_Exercise description_:
An exact reproduction of the data below is the required answer.

_Saved entries_:
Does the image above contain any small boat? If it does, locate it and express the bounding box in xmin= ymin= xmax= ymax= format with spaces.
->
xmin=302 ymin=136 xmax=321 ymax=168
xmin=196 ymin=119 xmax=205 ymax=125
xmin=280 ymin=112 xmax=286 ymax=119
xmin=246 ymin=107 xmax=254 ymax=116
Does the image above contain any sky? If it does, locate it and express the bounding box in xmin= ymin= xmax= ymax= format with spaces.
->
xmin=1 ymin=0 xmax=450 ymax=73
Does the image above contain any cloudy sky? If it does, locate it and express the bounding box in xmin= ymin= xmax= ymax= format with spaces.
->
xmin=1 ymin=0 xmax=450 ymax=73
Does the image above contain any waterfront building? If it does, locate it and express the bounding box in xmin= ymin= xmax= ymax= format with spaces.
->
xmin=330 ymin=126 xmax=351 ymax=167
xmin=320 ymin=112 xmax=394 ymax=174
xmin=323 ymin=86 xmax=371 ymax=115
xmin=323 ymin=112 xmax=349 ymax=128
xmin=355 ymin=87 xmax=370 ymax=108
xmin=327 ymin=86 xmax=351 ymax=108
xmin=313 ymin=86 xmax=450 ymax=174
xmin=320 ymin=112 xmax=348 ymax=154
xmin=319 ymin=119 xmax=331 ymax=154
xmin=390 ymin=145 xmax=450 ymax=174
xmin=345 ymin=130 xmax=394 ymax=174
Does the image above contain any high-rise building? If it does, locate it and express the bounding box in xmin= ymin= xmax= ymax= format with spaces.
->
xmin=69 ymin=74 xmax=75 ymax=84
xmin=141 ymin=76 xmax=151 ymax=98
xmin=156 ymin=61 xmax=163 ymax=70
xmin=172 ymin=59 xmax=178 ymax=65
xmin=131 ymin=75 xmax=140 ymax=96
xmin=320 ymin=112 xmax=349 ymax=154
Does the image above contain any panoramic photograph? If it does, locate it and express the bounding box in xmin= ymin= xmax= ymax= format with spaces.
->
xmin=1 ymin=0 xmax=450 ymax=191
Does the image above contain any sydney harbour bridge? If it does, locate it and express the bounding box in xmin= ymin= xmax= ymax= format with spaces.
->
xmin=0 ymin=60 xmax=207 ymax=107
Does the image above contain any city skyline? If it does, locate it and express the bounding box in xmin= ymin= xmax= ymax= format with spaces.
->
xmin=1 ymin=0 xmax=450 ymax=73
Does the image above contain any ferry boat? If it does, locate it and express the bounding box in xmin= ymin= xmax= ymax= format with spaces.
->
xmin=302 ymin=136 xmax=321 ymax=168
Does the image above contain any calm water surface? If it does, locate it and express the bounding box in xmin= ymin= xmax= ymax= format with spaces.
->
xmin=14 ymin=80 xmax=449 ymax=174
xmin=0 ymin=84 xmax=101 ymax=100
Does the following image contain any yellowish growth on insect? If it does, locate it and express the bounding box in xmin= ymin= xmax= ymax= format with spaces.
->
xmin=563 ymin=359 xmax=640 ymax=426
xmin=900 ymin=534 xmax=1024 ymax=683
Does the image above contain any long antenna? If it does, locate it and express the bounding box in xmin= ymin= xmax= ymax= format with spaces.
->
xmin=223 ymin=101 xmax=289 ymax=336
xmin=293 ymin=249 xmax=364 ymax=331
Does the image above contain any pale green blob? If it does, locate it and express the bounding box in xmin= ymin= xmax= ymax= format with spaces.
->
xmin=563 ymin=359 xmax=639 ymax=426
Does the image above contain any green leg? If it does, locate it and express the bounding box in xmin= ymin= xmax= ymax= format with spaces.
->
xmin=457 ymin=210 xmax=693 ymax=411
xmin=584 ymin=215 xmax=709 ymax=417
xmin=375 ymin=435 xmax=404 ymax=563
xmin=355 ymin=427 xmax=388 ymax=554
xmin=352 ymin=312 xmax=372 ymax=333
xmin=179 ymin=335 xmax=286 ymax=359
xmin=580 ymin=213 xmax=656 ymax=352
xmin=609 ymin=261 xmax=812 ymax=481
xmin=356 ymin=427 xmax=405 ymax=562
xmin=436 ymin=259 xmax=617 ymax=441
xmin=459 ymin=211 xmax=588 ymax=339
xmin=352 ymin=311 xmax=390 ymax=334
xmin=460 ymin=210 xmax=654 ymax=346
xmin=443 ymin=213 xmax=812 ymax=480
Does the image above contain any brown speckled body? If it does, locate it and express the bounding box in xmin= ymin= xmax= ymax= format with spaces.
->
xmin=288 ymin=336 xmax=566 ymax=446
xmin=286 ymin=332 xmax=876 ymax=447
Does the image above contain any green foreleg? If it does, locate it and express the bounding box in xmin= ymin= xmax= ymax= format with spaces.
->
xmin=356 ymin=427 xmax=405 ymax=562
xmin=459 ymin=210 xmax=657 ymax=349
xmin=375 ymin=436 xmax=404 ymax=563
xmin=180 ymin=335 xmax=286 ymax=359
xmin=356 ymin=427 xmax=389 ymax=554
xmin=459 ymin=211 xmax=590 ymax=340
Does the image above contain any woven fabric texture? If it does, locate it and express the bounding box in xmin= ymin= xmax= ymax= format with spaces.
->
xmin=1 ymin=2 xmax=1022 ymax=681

_Solved exercise_:
Does the image above contain any small boat? If it does, locate it and express the bounding box in xmin= ymin= xmax= ymax= format with spaces.
->
xmin=302 ymin=136 xmax=321 ymax=168
xmin=196 ymin=119 xmax=205 ymax=125
xmin=280 ymin=112 xmax=286 ymax=119
xmin=246 ymin=107 xmax=254 ymax=116
Does the image above contain any sky? If it does, locate it and express the bounding box in xmin= ymin= xmax= ymax= format with spaces.
->
xmin=1 ymin=0 xmax=450 ymax=73
Does the image above contain any cloudy sky? If it does, locate it and express the bounding box in xmin= ymin= xmax= ymax= format with spaces.
->
xmin=1 ymin=0 xmax=450 ymax=73
Does the image above contain any waterfront building? If it does, locate it and express the bounding box in xmin= ymin= xmax= ymax= format with spaces.
->
xmin=330 ymin=126 xmax=351 ymax=167
xmin=320 ymin=112 xmax=394 ymax=174
xmin=323 ymin=86 xmax=371 ymax=115
xmin=323 ymin=112 xmax=349 ymax=128
xmin=355 ymin=87 xmax=370 ymax=108
xmin=327 ymin=86 xmax=351 ymax=108
xmin=313 ymin=86 xmax=450 ymax=174
xmin=320 ymin=112 xmax=348 ymax=154
xmin=319 ymin=119 xmax=331 ymax=154
xmin=390 ymin=145 xmax=450 ymax=174
xmin=345 ymin=130 xmax=394 ymax=174
Does the image above contain any high-rise building? If it does, locate it and express the bounding box in xmin= ymin= xmax= ymax= format with spaces.
->
xmin=69 ymin=74 xmax=75 ymax=84
xmin=141 ymin=76 xmax=151 ymax=98
xmin=156 ymin=61 xmax=163 ymax=70
xmin=172 ymin=59 xmax=178 ymax=65
xmin=131 ymin=75 xmax=140 ymax=96
xmin=320 ymin=112 xmax=349 ymax=154
Does the image above contain any panoramic photograph? If it does, locate it and express the bounding box in xmin= ymin= xmax= ymax= format with spaces.
->
xmin=1 ymin=0 xmax=450 ymax=191
Does the image above contain any sydney harbour bridge? If it does, locate it and express the bounding box in xmin= ymin= xmax= ymax= format with spaces.
->
xmin=0 ymin=60 xmax=207 ymax=107
Does the image above contain any city skyline? If it does, locate it and express the bounding box in xmin= ymin= xmax= ymax= format with spaces.
->
xmin=1 ymin=0 xmax=450 ymax=73
Does the image above contain any ferry boat? If it does, locate it and express the bounding box in xmin= ymin= xmax= ymax= format with spaces.
->
xmin=302 ymin=136 xmax=321 ymax=168
Does the image above contain any calm water surface? If it does, locate it and express the bounding box in xmin= ymin= xmax= ymax= format with spaces.
->
xmin=14 ymin=80 xmax=449 ymax=174
xmin=0 ymin=84 xmax=101 ymax=100
Does the following image contain any yellowish growth on insect? If it does, locate it and express the bounding box in xmin= ymin= xmax= ymax= format with spaces.
->
xmin=563 ymin=359 xmax=640 ymax=426
xmin=900 ymin=534 xmax=1024 ymax=683
Does the image above contain any long antenna? If it does, locate it and express the bounding box in xmin= ymin= xmax= ymax= format with spaces.
->
xmin=223 ymin=101 xmax=289 ymax=336
xmin=293 ymin=249 xmax=364 ymax=331
Does the image above contain any pale green blob? If it does, locate it and express the bounding box in xmin= ymin= xmax= ymax= format with spaces.
->
xmin=563 ymin=359 xmax=639 ymax=426
Does the image above contain any green leg? If it does, locate it and express the bounding box in xmin= ymin= xmax= ymax= format with spaces.
->
xmin=457 ymin=210 xmax=693 ymax=411
xmin=584 ymin=215 xmax=709 ymax=417
xmin=375 ymin=435 xmax=404 ymax=563
xmin=355 ymin=427 xmax=388 ymax=554
xmin=352 ymin=312 xmax=372 ymax=333
xmin=179 ymin=335 xmax=286 ymax=359
xmin=580 ymin=213 xmax=656 ymax=352
xmin=609 ymin=261 xmax=812 ymax=481
xmin=356 ymin=427 xmax=405 ymax=562
xmin=436 ymin=259 xmax=617 ymax=441
xmin=459 ymin=211 xmax=588 ymax=339
xmin=352 ymin=311 xmax=390 ymax=334
xmin=460 ymin=210 xmax=654 ymax=346
xmin=443 ymin=213 xmax=812 ymax=480
Does the image above contain any brown speckled body? If it does, locate it and express the bounding box in xmin= ymin= xmax= ymax= format with spaces.
->
xmin=288 ymin=336 xmax=566 ymax=446
xmin=286 ymin=332 xmax=876 ymax=447
Does the image above contain any green foreleg? If it does, locate it and express the bounding box in xmin= ymin= xmax= ymax= format with spaces.
->
xmin=356 ymin=427 xmax=405 ymax=562
xmin=459 ymin=210 xmax=657 ymax=349
xmin=375 ymin=436 xmax=404 ymax=563
xmin=180 ymin=335 xmax=286 ymax=359
xmin=356 ymin=427 xmax=389 ymax=554
xmin=459 ymin=211 xmax=590 ymax=340
Does the image above contain any woven fabric texture? If it does, locate it and express the bounding box in xmin= ymin= xmax= ymax= format with spaces.
->
xmin=1 ymin=2 xmax=1022 ymax=681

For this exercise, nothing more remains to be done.